Point-per-instance localization data
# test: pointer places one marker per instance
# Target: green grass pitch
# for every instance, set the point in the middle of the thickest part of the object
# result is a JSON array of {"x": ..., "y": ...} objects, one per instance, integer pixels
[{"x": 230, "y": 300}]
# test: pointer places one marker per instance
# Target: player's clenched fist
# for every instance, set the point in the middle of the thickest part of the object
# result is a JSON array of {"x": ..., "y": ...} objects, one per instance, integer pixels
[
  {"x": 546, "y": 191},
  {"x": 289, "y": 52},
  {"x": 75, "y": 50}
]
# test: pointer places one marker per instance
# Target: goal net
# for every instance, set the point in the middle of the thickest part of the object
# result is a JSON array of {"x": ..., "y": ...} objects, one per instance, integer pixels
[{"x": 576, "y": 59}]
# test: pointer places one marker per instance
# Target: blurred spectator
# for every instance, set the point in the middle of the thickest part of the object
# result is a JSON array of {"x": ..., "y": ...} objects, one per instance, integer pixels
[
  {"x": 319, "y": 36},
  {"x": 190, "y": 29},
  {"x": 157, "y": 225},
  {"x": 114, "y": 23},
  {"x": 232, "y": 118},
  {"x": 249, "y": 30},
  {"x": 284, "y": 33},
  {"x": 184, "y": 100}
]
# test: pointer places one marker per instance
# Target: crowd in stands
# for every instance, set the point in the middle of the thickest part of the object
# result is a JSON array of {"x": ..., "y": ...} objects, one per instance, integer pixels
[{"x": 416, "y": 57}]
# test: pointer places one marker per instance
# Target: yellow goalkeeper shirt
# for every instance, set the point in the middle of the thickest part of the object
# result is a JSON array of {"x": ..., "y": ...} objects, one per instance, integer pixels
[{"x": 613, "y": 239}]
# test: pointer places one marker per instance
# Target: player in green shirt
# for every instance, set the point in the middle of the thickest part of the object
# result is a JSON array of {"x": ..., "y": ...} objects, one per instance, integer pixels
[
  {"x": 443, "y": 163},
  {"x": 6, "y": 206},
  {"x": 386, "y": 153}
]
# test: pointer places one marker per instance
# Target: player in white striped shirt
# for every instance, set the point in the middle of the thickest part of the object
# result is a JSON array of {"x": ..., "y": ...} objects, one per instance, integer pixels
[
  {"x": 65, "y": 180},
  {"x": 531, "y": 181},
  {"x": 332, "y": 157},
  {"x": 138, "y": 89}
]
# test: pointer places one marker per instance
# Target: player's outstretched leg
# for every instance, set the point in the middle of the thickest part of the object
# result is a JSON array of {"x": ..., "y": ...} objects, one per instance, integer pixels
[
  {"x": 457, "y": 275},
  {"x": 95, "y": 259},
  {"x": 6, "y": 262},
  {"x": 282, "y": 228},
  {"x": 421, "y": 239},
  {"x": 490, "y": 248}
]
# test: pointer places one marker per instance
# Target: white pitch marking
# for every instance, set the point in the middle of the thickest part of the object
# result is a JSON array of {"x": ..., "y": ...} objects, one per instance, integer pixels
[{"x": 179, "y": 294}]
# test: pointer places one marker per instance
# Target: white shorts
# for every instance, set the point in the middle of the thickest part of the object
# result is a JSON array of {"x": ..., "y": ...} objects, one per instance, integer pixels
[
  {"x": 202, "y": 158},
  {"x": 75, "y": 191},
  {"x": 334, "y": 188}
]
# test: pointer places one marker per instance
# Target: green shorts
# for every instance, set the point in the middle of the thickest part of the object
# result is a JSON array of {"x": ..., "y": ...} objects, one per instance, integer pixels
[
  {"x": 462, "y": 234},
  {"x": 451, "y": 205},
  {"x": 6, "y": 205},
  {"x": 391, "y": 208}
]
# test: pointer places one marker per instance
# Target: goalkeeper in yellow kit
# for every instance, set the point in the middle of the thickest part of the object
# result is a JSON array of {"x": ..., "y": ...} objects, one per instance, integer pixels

Exercise objective:
All of the lines above should be returned exactly as written.

Answer for this exercise:
# test: pointer places one marker per instance
# Target: green grass pitch
# for every instance, set the point in the middle of the thickest part of the object
# result is a JSON array of {"x": ..., "y": ...} objects, one per instance, integer pixels
[{"x": 230, "y": 300}]
# test: pointer places one marker per instance
# Target: player's clenched fist
# for every instance, set the point in the middle of the thickest part of the object
# result is a JSON array of {"x": ..., "y": ...} objects, one per instance, integer pixels
[
  {"x": 546, "y": 191},
  {"x": 289, "y": 52},
  {"x": 75, "y": 50}
]
# test: pointer places one marker per instance
# Target: goal net
# for every instance, set the point in the middle of the thickest part of the object
# result is a JSON array of {"x": ..., "y": ...} objects, one per instance, integer pixels
[{"x": 576, "y": 59}]
# test: pointer places one marker per instance
# Target: blurred spectator
# for every instance, set the point in the middle of the thickest part of the object
# result is a JSON array of {"x": ..., "y": ...} objects, one per instance, integer pixels
[
  {"x": 319, "y": 36},
  {"x": 190, "y": 29},
  {"x": 157, "y": 225},
  {"x": 114, "y": 23},
  {"x": 232, "y": 118},
  {"x": 249, "y": 30},
  {"x": 284, "y": 33},
  {"x": 184, "y": 100}
]
# test: pointer places one marker per instance
# Target: crowd in stands
# for every instance, set the point in the middle of the thickest part of the object
# result is a JSON array of {"x": ..., "y": ...} objects, one per instance, integer pixels
[{"x": 416, "y": 57}]
# test: pointer places one marker per instance
# Target: yellow goalkeeper shirt
# for every instance, set the point in the middle of the thickest part of the object
# result is a JSON array of {"x": ..., "y": ...} objects, one per instance, integer pixels
[{"x": 613, "y": 239}]
# test: pointer places one marker per instance
# Target: player in green shirt
# for every instance, set the point in the middle of the thickest part of the object
# result is a JSON array of {"x": ..., "y": ...} objects, one per instance, integer pixels
[
  {"x": 443, "y": 163},
  {"x": 6, "y": 206},
  {"x": 386, "y": 153}
]
# test: pointer places one marker per instance
# Target: player in white striped shirt
# for every instance, set the point in the middle of the thickest part of the object
# result is a JSON array of {"x": ..., "y": ...} objects, one per instance, integer pixels
[
  {"x": 65, "y": 180},
  {"x": 531, "y": 181},
  {"x": 332, "y": 157},
  {"x": 138, "y": 89}
]
# test: pointer places one marker per instance
# Target: player's outstretched leg
# for every instance, set the point in the middle of the thickest part of the object
# result is a JSON array of {"x": ..., "y": ...} objects, one per instance, integer pixels
[
  {"x": 457, "y": 275},
  {"x": 95, "y": 259},
  {"x": 6, "y": 262},
  {"x": 282, "y": 228},
  {"x": 421, "y": 239},
  {"x": 490, "y": 248}
]
# test: pointer places one marker per instance
# Target: white pitch marking
# for every instance, set the point in the middle of the thickest part of the object
# result is a JSON array of {"x": ..., "y": ...} objects, one per instance, integer pixels
[{"x": 179, "y": 294}]
# test: pointer places one marker per instance
# Target: white shorts
# for every instance, set the point in the middle of the thickest part of the object
# result is a JSON array of {"x": ..., "y": ...} objects, one per instance, integer pixels
[
  {"x": 202, "y": 158},
  {"x": 75, "y": 191},
  {"x": 334, "y": 188}
]
# test: pointer places one marker per instance
# Target: green shorts
# for every instance, set the point in the middle of the thickest part of the object
# result is a JSON array of {"x": ..., "y": ...} objects, one per instance, integer pixels
[
  {"x": 462, "y": 234},
  {"x": 451, "y": 205},
  {"x": 6, "y": 205},
  {"x": 391, "y": 208}
]
# test: pointer places one marker per instance
# Target: goalkeeper in yellow kit
# for every instance, set the point in the middle of the thickest part of the object
# result is a JSON array of {"x": ..., "y": ...} objects, one per instance, integer pixels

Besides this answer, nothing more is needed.